## Objetivo de la tarea
Responda estas preguntas a partir del texto sobre Juan de Dios:
1. ¿Qué enfermos llegan a su hospital?
2. ¿Qué tendrán en un principio las gentes que proceden del pueblo vencido?
3. ¿Qué conocimientos no rechazará Juan de Dios?

#### Bloque de texto

Fuentes: Elaboración Propia



Es quizás la mano abierta de Juan de Dios, la primera que se extiende sin selección racial, sin separaciones nacionalistas, en el credo de una futura enfermería.
A su hospital llegan, sin que nadie pregunte su procedencia, enfermos cristianos, moriscos, judíos conversos o no. Lo mismo es, porque a los ojos de Dios no hay distinciones de ningun tipo.
Las gentes que proceden del pueblo vencido tendrán, en un principio, el recelo de los humillados reiteradamente, pero pronto se entregarán sin reservas ante la mirada limpia, la sonrisa, inocente y las manos abiertas, y limpias de rencores, de Juan de Dios.
Juan de Dios que no rechazará los conocimientos médicos del pueblo vencido, porque cualquier medio es bueno para curar en nombre de su Señor, tiene una visión ilimitada de su obligación para los enfermos.

########
#### Los datos

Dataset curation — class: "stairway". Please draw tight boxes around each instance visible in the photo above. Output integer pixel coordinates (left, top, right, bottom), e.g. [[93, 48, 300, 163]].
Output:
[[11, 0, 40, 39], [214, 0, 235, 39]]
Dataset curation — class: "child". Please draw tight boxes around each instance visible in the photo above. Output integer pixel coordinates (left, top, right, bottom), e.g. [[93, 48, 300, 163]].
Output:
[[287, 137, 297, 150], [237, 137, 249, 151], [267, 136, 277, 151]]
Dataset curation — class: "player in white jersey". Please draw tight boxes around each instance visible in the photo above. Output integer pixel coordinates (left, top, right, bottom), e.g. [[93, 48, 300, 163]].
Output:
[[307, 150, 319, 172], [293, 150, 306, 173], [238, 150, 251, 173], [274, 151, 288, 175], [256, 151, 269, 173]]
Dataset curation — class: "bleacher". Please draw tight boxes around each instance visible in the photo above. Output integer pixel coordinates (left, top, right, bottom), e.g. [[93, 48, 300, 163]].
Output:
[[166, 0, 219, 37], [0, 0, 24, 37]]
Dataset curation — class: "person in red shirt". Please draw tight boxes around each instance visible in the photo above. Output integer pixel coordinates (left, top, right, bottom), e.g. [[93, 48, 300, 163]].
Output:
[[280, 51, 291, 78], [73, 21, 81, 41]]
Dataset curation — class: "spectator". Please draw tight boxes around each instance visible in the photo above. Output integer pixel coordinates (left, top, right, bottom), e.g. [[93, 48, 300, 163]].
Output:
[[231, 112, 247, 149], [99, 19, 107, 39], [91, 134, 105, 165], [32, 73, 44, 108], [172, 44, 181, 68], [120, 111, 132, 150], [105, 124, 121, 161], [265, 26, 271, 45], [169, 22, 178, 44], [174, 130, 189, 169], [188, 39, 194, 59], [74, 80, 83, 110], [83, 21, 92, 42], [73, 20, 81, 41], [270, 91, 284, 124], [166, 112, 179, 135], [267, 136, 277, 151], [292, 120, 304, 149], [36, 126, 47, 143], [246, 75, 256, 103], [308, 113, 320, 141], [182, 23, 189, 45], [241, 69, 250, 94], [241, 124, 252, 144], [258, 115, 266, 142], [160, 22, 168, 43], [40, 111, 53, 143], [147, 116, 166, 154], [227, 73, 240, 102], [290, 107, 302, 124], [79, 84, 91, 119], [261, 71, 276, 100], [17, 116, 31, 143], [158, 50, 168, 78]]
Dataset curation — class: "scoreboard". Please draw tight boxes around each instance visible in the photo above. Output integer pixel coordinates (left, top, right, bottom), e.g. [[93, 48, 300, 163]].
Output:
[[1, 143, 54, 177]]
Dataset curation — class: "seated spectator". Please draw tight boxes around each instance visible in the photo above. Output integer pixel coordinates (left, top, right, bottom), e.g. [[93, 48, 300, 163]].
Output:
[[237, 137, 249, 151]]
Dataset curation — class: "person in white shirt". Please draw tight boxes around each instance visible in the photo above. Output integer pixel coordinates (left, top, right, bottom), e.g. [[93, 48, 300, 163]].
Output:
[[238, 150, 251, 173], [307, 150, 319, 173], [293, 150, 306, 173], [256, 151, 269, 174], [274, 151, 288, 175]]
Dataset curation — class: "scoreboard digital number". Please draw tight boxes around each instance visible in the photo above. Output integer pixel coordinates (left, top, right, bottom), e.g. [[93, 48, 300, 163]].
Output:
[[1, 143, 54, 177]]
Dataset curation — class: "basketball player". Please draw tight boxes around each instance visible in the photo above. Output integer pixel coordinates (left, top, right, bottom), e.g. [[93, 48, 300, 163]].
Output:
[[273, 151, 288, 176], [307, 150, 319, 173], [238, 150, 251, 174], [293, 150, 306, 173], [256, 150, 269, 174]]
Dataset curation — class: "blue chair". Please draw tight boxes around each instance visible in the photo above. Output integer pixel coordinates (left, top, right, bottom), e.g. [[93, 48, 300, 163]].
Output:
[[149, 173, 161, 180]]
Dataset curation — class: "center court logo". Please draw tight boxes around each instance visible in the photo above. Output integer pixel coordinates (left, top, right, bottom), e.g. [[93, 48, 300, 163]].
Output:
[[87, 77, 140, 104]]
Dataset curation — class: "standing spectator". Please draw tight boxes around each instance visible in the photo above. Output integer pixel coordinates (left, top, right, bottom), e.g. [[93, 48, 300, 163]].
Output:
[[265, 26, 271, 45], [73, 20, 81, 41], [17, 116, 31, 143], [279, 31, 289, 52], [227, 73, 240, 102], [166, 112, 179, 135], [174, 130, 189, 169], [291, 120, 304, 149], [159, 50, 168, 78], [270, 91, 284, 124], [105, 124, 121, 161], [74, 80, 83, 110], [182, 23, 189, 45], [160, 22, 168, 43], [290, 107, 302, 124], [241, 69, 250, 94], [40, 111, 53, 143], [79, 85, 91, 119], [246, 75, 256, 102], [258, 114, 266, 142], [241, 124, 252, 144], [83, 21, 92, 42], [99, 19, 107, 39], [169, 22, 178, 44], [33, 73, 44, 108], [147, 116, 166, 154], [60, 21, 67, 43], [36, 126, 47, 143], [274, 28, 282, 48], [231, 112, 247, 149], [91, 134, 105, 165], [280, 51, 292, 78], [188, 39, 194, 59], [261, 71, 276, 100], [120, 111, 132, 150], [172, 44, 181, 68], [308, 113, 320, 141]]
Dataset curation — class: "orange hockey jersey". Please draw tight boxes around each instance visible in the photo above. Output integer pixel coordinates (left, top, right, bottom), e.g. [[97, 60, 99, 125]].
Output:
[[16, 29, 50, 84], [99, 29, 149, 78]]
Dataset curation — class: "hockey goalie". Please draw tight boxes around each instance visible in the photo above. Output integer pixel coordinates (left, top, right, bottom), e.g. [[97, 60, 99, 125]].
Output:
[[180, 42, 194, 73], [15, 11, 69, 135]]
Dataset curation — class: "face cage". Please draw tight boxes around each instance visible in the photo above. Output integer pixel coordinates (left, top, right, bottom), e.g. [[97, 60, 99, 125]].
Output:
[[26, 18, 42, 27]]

########
#### Los datos

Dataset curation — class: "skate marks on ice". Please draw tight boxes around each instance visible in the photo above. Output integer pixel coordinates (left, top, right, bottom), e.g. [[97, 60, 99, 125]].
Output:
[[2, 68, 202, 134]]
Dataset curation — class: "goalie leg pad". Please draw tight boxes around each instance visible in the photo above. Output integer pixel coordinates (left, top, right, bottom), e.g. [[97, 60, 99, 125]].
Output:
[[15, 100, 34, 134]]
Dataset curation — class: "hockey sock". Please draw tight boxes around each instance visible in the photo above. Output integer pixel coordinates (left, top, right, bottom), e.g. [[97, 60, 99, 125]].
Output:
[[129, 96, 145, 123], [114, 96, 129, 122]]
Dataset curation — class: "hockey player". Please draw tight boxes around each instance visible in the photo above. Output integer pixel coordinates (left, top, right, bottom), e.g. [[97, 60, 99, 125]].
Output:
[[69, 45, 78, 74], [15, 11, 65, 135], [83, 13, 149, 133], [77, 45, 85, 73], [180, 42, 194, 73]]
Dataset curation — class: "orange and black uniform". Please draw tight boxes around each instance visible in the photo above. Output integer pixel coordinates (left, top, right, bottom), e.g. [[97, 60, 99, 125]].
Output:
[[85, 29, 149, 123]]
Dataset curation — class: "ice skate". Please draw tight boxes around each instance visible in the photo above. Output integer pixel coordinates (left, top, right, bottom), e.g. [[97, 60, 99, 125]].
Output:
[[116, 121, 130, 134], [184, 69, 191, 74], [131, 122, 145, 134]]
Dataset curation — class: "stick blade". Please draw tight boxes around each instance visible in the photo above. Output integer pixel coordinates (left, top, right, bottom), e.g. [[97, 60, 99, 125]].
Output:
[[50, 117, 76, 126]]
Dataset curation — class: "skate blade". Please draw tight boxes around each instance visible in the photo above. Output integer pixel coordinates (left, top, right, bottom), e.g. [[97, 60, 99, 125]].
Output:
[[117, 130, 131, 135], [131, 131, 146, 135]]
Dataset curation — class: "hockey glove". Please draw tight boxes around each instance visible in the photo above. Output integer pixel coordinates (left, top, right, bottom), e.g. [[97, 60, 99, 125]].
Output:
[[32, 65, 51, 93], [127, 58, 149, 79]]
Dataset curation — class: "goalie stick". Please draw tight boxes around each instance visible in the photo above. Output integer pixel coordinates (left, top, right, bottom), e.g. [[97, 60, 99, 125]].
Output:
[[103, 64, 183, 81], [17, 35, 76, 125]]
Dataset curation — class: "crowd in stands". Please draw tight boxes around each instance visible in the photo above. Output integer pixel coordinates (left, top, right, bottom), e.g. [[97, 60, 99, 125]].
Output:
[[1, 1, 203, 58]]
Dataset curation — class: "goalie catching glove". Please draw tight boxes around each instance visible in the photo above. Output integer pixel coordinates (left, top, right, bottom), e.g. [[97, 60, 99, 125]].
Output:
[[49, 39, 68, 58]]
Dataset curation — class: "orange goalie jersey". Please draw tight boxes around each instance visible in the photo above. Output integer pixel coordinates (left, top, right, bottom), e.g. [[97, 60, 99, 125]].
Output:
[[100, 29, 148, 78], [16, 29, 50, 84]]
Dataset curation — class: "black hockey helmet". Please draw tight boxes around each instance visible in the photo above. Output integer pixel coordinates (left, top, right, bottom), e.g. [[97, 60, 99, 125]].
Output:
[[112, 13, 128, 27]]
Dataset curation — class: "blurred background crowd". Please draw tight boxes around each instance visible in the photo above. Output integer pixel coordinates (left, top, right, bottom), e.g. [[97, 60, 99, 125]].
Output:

########
#### Los datos

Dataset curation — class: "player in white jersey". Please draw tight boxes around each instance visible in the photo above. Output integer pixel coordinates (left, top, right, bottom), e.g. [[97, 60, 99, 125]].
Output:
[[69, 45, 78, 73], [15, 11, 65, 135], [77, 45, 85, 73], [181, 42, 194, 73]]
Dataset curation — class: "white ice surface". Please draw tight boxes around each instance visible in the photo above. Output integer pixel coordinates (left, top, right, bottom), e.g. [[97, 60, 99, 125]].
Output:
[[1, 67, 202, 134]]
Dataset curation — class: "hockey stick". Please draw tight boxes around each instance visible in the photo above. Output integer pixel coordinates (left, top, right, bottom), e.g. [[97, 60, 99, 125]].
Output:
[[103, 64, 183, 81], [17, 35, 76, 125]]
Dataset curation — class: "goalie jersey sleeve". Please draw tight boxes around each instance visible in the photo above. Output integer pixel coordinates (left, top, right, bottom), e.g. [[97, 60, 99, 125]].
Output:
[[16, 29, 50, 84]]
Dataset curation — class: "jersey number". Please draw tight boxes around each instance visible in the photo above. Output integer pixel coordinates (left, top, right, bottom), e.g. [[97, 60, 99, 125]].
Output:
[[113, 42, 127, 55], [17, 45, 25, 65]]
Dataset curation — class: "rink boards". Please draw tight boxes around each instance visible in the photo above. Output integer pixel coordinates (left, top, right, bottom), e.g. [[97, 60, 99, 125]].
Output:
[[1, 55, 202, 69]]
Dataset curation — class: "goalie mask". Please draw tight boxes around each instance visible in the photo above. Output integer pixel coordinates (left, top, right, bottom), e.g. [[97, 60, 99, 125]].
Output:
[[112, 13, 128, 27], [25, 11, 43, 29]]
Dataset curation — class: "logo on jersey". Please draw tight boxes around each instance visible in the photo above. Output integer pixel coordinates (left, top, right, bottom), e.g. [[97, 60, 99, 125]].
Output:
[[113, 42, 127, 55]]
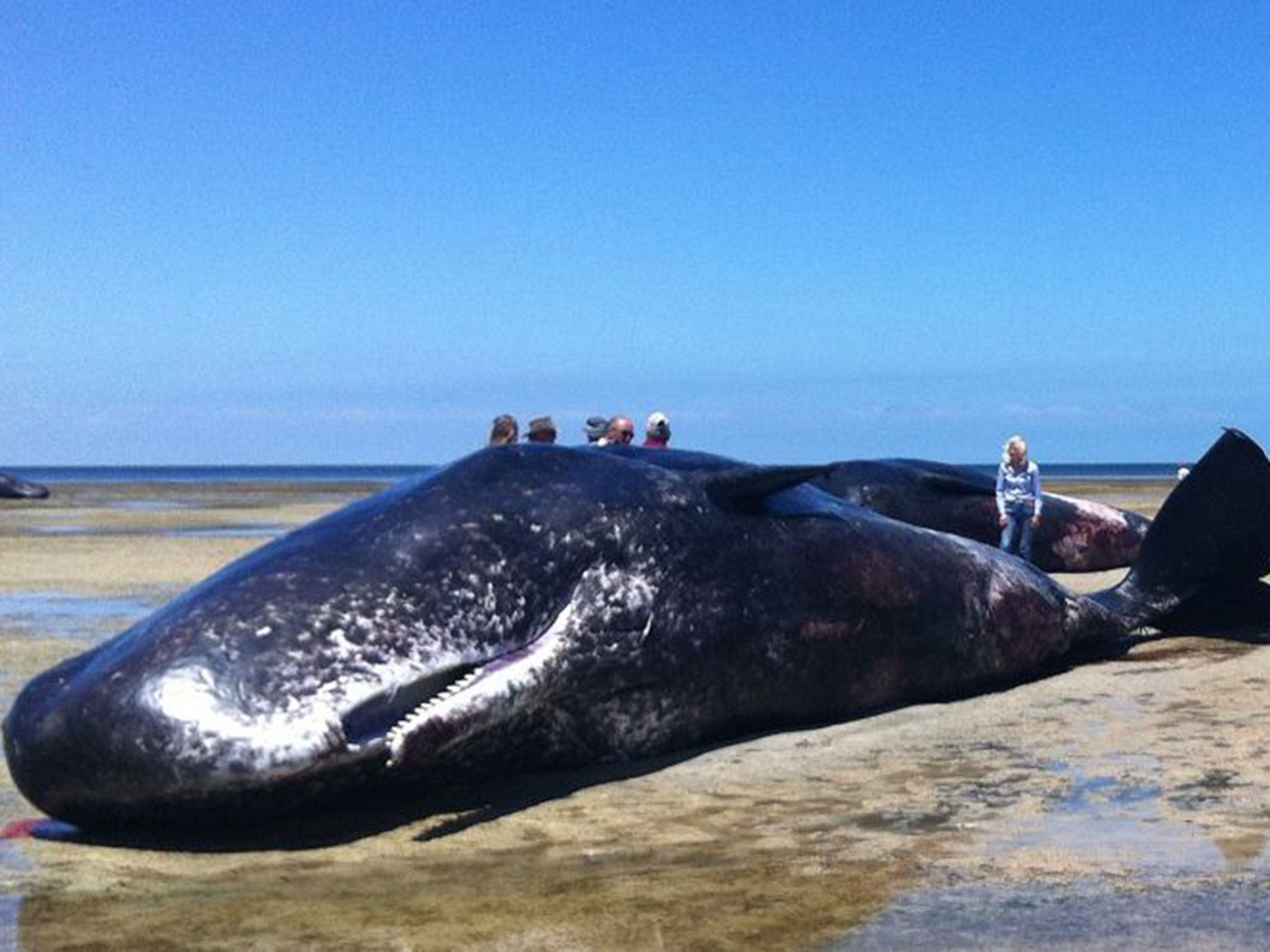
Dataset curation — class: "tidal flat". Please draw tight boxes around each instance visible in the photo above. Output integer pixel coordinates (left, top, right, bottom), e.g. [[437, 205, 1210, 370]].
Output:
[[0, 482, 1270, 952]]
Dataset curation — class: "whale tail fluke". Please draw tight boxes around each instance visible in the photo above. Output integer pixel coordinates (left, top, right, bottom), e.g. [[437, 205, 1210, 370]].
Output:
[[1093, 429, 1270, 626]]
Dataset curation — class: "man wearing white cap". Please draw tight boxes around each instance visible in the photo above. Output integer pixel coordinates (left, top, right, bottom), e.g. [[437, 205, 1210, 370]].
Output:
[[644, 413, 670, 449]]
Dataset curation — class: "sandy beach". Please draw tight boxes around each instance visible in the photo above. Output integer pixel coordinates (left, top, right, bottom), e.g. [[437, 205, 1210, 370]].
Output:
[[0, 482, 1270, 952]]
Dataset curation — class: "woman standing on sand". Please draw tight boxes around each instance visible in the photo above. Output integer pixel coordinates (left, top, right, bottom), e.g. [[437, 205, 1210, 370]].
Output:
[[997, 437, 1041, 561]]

########

## Tarea resuelta
1. Llegan enfermos cristianos, moriscos y judíos, conversos o no.
2. En un principio tendrán el recelo de los humillados reiteradamente.
3. No rechazará los conocimientos médicos del pueblo vencido.